What Are the Three Different Types of ADHD?


What Are the Three Different Types of ADHD?

The Three Types of ADHD

You think you know all there is to know about attention deficit hyperactivity disorder (ADHD). You have talked to some friends, watched a few documentaries, and even met with your primary care doctor about the condition, its symptoms, and the effects it can have on your life.

It’s true – you’ve done a lot in the quest to know more about ADHD, but are you sure you’re getting the correct information? The American Psychiatric Association (APA) sets the standard of diagnosis on the subject of ADHD, so if you don’t fully understand the APAs guidelines, you may be missing part of the puzzle.

ADHD: A Multifaceted Condition

Some mental health diagnoses are fairly simple and straightforward. Depression, for example, has nine symptoms and someone needs to only have a handful to meet the criteria for diagnosis. ADHD is not so simple.

ADHD has 18 separate and unique symptoms. These symptoms are divided into two groups by their type and influence on the individual.

--------------------

Task instructions
Copy out the passage of the piece on ADHD types from "Some mental health" to "not so simple.", word for word.

--------------------

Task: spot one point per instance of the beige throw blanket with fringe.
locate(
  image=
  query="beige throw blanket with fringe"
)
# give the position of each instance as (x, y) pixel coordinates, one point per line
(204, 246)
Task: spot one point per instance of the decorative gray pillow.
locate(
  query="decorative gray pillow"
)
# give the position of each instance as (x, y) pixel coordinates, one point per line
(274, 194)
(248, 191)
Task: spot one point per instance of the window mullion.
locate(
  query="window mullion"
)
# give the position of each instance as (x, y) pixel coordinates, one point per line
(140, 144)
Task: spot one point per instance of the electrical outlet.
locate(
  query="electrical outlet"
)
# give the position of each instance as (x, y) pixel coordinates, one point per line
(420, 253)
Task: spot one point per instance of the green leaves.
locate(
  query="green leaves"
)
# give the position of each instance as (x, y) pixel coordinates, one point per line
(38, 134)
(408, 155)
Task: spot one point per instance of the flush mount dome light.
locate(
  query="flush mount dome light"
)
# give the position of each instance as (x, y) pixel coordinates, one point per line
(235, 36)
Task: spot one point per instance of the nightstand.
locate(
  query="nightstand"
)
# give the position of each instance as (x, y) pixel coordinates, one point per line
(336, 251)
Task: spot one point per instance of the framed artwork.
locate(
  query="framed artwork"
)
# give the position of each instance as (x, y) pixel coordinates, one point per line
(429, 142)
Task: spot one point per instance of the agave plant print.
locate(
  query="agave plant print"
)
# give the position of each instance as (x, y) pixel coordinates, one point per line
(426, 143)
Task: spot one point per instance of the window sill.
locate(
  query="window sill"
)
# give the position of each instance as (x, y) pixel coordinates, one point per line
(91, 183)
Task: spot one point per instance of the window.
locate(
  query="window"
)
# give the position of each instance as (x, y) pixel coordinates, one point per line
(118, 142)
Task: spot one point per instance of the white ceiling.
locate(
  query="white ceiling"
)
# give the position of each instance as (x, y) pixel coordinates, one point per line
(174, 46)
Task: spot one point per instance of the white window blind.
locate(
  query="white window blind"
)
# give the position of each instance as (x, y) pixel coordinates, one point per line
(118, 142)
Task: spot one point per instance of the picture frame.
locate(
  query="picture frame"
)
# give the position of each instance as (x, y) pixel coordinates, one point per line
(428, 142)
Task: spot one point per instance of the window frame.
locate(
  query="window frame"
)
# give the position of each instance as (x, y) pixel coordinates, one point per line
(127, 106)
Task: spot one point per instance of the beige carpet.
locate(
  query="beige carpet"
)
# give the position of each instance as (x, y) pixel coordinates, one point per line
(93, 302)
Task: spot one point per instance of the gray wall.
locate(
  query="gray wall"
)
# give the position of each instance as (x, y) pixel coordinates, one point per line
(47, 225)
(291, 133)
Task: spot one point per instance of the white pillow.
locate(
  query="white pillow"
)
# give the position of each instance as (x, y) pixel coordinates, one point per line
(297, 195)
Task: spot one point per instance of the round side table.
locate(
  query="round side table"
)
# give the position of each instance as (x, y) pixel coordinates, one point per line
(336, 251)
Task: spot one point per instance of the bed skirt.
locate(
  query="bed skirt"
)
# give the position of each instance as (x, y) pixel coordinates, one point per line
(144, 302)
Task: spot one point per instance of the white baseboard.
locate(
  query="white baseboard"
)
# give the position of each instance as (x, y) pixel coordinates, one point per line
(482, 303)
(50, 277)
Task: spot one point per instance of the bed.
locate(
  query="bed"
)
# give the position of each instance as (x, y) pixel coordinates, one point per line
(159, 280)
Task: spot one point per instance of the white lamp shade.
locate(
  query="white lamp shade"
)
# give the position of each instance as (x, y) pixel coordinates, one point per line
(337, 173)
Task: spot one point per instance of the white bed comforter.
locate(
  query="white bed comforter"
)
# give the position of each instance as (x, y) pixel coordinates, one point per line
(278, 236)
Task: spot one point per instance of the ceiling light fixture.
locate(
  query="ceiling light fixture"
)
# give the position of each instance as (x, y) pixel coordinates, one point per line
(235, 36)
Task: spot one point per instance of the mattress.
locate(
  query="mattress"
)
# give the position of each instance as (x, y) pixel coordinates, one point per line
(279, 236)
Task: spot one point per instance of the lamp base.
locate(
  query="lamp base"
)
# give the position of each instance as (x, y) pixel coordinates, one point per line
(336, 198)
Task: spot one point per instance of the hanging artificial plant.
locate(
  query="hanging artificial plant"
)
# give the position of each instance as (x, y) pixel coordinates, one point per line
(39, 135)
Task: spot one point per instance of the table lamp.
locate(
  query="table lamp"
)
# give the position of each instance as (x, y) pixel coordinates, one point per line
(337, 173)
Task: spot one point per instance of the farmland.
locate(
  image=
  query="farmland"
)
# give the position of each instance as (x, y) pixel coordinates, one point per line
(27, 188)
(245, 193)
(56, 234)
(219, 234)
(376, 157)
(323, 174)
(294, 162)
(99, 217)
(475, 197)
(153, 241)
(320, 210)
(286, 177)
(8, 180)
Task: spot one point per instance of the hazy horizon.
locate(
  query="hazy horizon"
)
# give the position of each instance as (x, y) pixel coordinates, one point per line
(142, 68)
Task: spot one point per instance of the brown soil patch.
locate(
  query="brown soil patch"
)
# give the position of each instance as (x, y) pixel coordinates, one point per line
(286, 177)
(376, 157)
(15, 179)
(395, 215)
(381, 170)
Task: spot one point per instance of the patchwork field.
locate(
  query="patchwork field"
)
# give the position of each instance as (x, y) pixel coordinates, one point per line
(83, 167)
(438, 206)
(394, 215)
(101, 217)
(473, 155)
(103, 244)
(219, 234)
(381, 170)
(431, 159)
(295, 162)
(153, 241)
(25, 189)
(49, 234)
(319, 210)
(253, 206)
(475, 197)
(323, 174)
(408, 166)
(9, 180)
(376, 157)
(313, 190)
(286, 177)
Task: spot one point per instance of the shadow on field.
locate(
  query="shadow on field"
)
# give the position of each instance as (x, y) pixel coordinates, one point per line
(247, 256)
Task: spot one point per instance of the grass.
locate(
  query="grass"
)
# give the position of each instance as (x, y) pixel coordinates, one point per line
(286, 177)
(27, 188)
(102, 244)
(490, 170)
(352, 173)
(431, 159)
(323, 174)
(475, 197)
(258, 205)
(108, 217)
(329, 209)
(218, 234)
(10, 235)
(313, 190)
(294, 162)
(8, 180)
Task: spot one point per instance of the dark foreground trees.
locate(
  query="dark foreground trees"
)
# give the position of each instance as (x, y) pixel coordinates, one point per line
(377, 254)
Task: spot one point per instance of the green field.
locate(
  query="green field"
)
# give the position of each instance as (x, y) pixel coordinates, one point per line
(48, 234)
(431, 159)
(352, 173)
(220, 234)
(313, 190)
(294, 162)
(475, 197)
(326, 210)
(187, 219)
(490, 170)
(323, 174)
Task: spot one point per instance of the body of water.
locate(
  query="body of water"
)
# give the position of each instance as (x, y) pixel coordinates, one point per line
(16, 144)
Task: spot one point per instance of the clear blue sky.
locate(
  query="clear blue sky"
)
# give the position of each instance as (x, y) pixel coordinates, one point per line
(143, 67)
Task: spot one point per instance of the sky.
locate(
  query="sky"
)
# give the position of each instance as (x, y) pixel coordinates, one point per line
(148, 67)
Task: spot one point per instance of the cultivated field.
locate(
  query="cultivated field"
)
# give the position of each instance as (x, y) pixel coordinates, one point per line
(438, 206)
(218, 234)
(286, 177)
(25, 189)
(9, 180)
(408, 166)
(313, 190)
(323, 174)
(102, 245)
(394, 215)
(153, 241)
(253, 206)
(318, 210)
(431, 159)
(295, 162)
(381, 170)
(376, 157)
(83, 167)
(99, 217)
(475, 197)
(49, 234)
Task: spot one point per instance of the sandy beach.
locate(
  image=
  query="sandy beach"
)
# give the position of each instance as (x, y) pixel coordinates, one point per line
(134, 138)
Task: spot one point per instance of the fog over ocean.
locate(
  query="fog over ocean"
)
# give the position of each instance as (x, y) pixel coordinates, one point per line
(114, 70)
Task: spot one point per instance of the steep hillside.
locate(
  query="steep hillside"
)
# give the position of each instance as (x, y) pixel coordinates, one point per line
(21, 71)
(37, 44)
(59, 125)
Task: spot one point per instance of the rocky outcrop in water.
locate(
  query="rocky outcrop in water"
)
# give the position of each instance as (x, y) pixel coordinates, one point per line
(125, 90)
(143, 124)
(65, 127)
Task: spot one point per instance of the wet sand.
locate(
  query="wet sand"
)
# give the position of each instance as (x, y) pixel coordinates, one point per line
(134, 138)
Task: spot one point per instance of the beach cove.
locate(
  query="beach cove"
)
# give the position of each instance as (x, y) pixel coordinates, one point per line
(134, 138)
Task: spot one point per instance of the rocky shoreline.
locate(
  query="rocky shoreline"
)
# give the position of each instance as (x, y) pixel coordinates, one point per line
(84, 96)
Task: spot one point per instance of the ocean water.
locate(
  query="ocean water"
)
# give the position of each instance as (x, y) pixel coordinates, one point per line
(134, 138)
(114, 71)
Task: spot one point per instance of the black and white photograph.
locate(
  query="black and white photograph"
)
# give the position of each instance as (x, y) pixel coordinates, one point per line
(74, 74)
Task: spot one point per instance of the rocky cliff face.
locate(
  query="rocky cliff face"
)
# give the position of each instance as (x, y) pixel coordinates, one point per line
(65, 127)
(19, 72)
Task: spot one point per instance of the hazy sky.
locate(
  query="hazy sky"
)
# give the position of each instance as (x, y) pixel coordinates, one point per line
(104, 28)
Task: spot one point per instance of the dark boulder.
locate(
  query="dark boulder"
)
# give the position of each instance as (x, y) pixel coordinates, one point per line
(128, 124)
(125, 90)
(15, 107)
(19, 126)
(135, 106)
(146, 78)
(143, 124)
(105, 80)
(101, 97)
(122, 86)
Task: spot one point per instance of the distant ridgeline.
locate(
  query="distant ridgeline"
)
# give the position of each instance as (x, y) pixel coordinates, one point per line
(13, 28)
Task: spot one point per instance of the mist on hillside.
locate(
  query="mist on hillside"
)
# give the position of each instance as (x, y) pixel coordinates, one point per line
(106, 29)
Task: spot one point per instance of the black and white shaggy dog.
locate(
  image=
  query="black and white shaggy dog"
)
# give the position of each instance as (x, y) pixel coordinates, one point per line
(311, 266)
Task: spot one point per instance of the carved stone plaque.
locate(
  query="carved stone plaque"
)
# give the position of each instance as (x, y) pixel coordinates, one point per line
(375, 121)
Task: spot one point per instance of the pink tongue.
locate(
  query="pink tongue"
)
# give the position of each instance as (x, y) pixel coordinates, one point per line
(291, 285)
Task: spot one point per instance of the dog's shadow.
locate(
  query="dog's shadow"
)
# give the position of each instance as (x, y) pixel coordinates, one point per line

--------------------

Response to this exercise
Some mental health diagnoses are fairly simple and straightforward. Depression, for example, has nine symptoms and someone needs to only have a handful to meet the criteria for diagnosis. ADHD is not so simple.